Extend the report on the Brown University breast implant with its nanoscale surface, picking up right after its final sentence.

§ **Provided text**:
'''

By on March 27th, 2012

Researchers at Brown University have created an implant that appears to deter breast cancer cell regrowth. Made from a common federally approved polymer, the implant is the first to be modified at the nanoscale in a way that causes a reduction in the blood-vessel architecture that breast cancer tumors depend upon, while also attracting healthy breast cells. Results are published in Nanotechnology.

One in eight women in the United States will develop breast cancer. Of those, many will undergo surgery to remove the tumor and will require some kind of breast reconstruction afterward, often involving implants. Cancer is an elusive target, though, and malignant cells return for as many as one-fifth of women originally diagnosed, according to the American Cancer Society.

Would it be possible to engineer implant materials that might drive down that rate of relapse? Brown University biomedical scientists report some promising advances. The team has created an implant with a “bed-of-nails” surface at the nanoscale (dimensions one-billionth of a meter, or 1/50,000th the width of a human hair) that deters cancer cells from dwelling and thriving. Made out of a common federally approved polymer, the implant is the first of its kind, based on a review of the literature, with modifications at the nanoscale that cause a reduction in the blood-vessel architecture on which breast cancer tumors depend – while also attracting healthy breast cells.

“We’ve created an (implant) surface with features that can at least decrease (cancerous) cell functions without having to use chemotherapeutics, radiation, or other processes to kill cancer cells,” said Thomas Webster, associate professor of engineering and the corresponding author on the paper in Nanotechnology. “It’s a surface that’s hospitable to healthy breast cells and less so for cancerous breast cells.”

Webster and his lab have been modifying various implant surfaces to promote the regeneration of bone, cartilage, skin, and other cells. In this work, he and Lijuan Zhang, a fourth-year graduate student in chemistry, sought to reshape an implant that could be used in breast reconstruction surgery that would not only attract healthy cells but also repel any lingering breast-cancer cells. The duo created a cast on a glass plate using 23-nanometer-diameter polystyrene beads and polylactic-co-glycolic acid (PLGA), a biodegradable polymer approved by the FDA and used widely in clinical settings, such as stitches. The result: An implant whose surface was covered with adjoining, 23-nanometer-high pimples. The pair also created PLGA implant surfaces with 300-nanometer and 400-nanometer peaks for comparison.

'''

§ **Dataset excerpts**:
'''

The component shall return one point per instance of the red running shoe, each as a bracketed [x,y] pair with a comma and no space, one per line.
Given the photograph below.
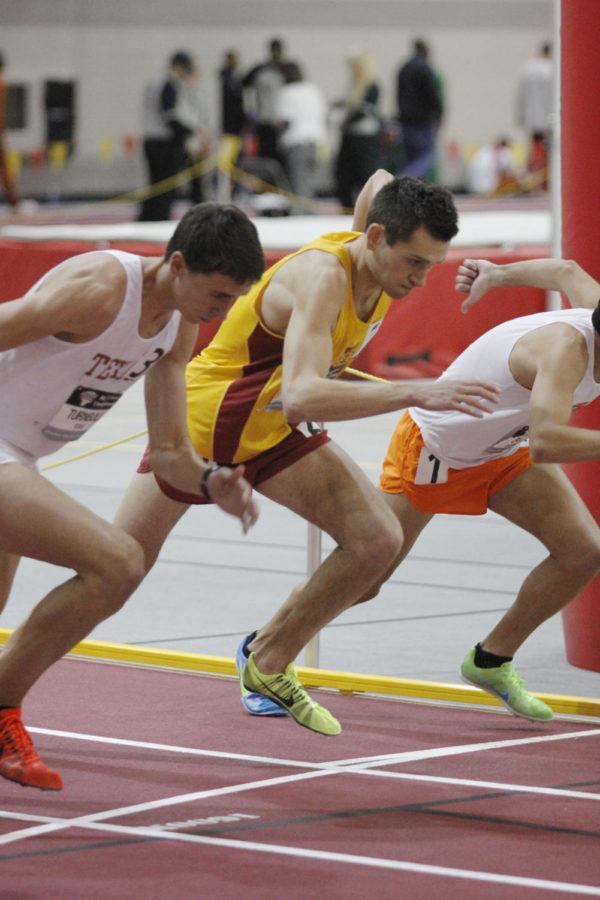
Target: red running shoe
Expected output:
[18,759]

'''

§ **Response box**:
In lab tests after one day, the 23-nanometer-peak surfaces showed a 15-percent decrease in the production of a protein (VEGF) upon which endothelial breast-cancer cells depend, compared to an implant surface with no surface modification. The 23-nanometer surface showed greater reduction in VEGF concentration when compared to the 300-nanometer and 400-nanometer-modified implants as well.

It’s unclear why the 23-nanoneter surface appears to work best at deterring breast-cancer cells. Webster thinks it may have to do something with the stiffness of malignant breast cells. When they come into contact with the bumpy surface, they are unable to fully wrap themselves around the rounded contours, depriving them of the ability to ingest the life-sustaining nutrients that permeate the surface.

“This is like a bed-of-nails surface to them,” Webster said.

“I would guess that surface peaks less than 23 nanometers would be even better,” Webster added, although polystyrene beads with such dimensions don’t yet exist. “The more you can push up that cancerous cell, the more you keep it from interacting with the surface.”

The pair also found that the 23-nanometer semispherical surface yielded 15 percent more healthy endothelial breast cells compared to normal surface after one day of lab tests.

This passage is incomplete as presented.